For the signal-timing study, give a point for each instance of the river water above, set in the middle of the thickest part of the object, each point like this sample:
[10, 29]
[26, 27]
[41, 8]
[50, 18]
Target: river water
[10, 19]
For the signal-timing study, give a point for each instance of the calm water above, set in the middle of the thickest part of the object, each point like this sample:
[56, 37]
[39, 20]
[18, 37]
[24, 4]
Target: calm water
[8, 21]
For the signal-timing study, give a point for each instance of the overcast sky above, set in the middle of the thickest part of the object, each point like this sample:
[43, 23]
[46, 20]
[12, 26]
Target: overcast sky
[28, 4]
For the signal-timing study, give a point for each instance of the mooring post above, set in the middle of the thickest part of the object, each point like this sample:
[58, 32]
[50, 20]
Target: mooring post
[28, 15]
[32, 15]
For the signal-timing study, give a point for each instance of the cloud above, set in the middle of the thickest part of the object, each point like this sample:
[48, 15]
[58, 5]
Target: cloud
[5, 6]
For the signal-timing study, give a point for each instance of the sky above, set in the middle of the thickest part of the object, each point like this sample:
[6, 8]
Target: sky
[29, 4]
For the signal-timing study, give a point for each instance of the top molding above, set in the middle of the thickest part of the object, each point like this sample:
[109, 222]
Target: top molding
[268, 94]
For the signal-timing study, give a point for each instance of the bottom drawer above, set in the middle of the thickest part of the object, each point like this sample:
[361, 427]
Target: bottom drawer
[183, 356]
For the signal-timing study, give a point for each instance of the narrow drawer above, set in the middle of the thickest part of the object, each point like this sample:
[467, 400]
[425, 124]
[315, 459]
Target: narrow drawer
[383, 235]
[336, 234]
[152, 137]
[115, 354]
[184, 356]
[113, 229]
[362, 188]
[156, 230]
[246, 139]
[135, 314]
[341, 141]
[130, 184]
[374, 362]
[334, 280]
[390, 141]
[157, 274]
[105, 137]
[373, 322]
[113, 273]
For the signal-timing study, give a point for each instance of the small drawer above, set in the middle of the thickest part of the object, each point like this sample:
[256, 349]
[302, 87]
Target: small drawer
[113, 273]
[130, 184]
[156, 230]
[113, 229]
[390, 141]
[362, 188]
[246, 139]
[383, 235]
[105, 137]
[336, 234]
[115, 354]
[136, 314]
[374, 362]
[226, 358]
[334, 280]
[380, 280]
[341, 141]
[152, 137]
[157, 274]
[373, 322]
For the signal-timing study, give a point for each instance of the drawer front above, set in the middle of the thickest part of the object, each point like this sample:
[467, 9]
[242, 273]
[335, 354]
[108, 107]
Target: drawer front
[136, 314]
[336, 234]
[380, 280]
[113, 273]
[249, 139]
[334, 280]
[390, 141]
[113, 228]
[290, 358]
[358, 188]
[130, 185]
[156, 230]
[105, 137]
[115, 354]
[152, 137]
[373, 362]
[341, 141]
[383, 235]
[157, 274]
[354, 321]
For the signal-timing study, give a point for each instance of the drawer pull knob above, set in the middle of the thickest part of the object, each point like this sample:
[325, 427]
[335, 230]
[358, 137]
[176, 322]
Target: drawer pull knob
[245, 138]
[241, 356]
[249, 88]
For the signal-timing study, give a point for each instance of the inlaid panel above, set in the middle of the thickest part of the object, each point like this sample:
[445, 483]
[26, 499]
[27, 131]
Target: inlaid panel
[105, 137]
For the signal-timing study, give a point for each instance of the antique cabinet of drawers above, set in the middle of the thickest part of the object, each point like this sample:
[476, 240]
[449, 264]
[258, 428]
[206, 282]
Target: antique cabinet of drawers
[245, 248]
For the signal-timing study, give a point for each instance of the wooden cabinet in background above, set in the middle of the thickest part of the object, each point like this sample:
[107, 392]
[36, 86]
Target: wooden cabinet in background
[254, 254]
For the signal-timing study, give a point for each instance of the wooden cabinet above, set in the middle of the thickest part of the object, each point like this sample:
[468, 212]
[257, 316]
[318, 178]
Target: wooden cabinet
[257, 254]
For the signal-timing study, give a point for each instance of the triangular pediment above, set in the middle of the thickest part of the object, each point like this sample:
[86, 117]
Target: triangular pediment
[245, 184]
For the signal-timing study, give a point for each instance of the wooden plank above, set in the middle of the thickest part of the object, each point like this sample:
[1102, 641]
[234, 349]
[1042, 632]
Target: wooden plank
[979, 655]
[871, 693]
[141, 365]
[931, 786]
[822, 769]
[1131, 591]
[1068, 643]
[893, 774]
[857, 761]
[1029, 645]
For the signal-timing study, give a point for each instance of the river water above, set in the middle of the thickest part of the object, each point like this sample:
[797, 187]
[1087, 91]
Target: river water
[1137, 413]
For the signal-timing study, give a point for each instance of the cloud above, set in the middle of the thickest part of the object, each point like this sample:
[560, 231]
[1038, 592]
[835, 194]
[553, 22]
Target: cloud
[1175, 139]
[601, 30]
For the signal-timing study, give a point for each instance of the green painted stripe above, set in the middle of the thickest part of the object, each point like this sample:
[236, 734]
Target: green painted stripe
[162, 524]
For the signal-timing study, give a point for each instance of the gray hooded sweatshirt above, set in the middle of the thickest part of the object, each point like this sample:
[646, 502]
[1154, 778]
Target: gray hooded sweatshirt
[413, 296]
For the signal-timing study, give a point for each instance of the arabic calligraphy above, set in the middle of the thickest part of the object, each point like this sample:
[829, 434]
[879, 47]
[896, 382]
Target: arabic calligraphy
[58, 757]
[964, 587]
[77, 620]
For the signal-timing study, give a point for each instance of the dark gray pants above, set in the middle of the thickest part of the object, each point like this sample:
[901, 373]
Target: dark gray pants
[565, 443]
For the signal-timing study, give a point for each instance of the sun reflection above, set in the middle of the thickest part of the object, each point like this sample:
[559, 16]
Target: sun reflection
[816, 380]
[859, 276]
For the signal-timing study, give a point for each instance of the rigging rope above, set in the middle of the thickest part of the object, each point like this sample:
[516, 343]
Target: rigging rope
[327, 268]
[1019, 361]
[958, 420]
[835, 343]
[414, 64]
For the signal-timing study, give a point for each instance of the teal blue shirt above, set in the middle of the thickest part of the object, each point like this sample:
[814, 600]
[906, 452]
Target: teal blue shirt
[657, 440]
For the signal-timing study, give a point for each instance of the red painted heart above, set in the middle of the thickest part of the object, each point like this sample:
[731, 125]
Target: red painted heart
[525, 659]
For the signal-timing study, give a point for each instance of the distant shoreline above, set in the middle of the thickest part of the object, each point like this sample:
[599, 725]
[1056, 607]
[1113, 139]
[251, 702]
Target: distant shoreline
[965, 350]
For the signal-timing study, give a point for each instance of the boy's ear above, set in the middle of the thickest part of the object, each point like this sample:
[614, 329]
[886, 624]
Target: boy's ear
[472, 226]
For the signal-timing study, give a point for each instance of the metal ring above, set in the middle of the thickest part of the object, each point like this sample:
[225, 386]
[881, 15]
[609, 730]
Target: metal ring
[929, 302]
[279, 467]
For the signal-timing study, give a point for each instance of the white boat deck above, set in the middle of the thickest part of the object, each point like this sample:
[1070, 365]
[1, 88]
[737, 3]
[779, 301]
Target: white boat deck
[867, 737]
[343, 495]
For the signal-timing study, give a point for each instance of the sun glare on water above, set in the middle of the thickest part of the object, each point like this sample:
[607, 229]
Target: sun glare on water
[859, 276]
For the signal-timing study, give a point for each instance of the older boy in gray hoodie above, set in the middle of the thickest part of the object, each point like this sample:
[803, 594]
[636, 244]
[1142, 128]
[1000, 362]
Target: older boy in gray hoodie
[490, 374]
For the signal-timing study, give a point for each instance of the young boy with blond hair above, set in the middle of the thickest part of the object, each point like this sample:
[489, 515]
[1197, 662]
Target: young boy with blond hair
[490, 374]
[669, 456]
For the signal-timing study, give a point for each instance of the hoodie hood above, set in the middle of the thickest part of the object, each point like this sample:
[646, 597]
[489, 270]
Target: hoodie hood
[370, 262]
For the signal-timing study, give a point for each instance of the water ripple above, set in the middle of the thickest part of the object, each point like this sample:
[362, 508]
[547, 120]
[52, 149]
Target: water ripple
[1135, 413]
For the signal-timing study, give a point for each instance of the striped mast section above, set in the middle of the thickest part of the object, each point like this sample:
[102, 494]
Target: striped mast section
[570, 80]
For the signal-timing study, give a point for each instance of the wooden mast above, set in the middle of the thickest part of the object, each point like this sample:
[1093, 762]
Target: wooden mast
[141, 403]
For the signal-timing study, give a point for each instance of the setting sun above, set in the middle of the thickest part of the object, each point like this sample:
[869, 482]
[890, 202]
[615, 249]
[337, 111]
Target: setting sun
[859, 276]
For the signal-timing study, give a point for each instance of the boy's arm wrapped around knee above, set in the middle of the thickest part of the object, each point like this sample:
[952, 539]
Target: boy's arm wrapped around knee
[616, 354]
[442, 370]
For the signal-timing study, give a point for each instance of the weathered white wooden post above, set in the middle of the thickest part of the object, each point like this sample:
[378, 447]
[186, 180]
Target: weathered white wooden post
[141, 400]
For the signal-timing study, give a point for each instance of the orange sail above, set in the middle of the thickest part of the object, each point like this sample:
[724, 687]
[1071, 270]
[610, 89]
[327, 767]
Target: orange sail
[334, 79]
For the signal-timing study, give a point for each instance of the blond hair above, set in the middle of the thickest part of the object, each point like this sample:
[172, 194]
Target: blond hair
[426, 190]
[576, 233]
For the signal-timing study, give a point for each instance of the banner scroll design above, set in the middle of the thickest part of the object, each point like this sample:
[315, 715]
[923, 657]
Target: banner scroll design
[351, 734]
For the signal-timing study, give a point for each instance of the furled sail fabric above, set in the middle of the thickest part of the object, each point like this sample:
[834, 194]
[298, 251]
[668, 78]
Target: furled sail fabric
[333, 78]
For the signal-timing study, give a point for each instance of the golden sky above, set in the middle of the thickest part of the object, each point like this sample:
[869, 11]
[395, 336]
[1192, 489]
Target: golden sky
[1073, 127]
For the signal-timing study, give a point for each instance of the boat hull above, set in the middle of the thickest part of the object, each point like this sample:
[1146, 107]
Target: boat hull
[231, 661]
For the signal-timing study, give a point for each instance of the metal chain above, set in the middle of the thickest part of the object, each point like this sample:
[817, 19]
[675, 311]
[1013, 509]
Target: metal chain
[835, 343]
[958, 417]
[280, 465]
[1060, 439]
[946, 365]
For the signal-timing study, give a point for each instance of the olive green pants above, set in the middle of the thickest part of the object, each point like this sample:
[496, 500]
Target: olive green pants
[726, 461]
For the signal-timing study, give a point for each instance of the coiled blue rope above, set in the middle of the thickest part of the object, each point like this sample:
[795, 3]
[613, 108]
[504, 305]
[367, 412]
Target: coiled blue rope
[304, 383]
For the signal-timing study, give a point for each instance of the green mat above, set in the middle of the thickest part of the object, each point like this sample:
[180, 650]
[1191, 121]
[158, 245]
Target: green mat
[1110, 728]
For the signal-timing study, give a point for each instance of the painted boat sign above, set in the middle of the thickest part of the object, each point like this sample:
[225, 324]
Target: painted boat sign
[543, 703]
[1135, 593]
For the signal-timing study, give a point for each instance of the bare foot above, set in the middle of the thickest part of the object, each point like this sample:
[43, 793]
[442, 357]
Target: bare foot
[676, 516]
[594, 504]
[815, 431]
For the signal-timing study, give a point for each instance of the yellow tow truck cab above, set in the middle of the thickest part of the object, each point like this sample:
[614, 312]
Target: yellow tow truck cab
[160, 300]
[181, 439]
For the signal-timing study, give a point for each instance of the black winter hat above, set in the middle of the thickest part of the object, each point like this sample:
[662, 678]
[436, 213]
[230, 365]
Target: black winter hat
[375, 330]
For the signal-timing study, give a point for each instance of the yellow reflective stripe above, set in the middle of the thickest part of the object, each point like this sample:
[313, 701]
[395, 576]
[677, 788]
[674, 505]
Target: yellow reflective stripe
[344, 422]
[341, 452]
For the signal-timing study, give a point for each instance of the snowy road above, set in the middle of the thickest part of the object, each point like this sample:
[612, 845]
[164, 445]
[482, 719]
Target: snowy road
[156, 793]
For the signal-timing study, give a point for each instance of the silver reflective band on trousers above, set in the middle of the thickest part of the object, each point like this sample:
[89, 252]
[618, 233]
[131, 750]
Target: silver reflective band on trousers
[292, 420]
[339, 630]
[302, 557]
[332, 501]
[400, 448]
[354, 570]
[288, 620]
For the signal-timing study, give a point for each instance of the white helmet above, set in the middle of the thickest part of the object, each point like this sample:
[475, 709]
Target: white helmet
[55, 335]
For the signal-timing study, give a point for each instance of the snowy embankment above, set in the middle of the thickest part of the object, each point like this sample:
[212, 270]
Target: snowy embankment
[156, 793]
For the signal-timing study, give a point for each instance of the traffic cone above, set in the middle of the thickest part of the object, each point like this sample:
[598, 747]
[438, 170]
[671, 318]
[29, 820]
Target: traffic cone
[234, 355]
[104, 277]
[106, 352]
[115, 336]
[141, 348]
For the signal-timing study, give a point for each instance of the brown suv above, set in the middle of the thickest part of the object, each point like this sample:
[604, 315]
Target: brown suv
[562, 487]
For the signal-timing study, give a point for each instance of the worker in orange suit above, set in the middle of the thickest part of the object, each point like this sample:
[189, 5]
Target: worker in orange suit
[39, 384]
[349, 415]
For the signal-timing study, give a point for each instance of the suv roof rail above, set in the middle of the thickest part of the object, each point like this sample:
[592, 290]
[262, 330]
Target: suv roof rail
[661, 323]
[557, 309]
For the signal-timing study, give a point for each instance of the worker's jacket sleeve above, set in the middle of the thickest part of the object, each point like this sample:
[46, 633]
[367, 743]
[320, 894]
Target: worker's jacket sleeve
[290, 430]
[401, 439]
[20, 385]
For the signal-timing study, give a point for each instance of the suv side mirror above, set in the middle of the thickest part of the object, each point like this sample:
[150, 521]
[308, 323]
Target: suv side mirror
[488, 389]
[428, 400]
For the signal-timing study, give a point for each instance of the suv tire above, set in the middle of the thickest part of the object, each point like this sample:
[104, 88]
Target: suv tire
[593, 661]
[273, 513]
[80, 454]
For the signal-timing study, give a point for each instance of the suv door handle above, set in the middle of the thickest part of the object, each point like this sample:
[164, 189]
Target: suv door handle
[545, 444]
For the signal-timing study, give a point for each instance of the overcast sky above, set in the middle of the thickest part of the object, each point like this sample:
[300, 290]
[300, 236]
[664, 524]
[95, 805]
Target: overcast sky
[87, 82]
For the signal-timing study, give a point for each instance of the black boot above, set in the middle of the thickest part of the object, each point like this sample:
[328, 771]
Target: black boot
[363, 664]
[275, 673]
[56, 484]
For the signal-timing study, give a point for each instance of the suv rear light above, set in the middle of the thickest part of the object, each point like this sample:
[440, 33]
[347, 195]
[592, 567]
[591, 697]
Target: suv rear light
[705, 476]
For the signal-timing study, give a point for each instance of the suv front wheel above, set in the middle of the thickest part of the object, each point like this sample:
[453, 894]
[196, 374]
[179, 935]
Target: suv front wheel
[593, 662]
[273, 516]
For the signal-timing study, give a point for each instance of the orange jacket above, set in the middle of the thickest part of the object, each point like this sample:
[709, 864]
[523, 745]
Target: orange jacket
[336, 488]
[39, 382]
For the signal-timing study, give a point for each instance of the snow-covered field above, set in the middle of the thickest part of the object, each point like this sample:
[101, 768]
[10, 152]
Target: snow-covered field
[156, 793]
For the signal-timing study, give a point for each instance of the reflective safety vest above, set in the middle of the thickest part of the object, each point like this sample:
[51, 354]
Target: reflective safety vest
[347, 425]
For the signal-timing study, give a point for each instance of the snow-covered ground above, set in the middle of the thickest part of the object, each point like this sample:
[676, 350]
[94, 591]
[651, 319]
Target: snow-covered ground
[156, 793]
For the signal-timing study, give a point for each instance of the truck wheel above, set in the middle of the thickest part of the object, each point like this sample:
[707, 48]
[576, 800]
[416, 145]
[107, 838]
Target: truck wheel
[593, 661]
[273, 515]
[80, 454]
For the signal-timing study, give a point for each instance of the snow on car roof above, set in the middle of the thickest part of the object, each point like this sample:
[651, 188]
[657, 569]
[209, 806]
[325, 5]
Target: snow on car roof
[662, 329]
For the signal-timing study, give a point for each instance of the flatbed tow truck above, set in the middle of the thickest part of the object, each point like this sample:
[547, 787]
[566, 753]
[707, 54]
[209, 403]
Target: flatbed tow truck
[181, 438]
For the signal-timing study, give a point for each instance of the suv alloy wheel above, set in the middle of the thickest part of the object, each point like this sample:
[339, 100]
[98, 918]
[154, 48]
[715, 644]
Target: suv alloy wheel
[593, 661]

Exercise task: Change "wooden plank" to "wooden board" in the records starting at the line that contains "of the triangular" and ending at the line that contains "[1137, 413]". Return only those lines, with everything else left as it is.

Complete output:
For the signal-timing study, give a point for each instance of the triangular pediment above, set in the middle of the thickest part of the object, each point like this sample:
[86, 117]
Target: triangular pediment
[245, 184]
For the signal-timing study, give a point for each instance of the wooden board above, set in the middle of the thickest part of the object, each point like this sample:
[1102, 641]
[234, 349]
[1042, 632]
Target: wooden board
[979, 655]
[871, 693]
[141, 365]
[931, 786]
[822, 769]
[1131, 591]
[1068, 643]
[893, 774]
[857, 761]
[1029, 645]
For the signal-timing study, give a point for each instance of the river water above, set in the middle of the thickest part of the object, each point like this sample:
[797, 187]
[1087, 91]
Target: river water
[1137, 413]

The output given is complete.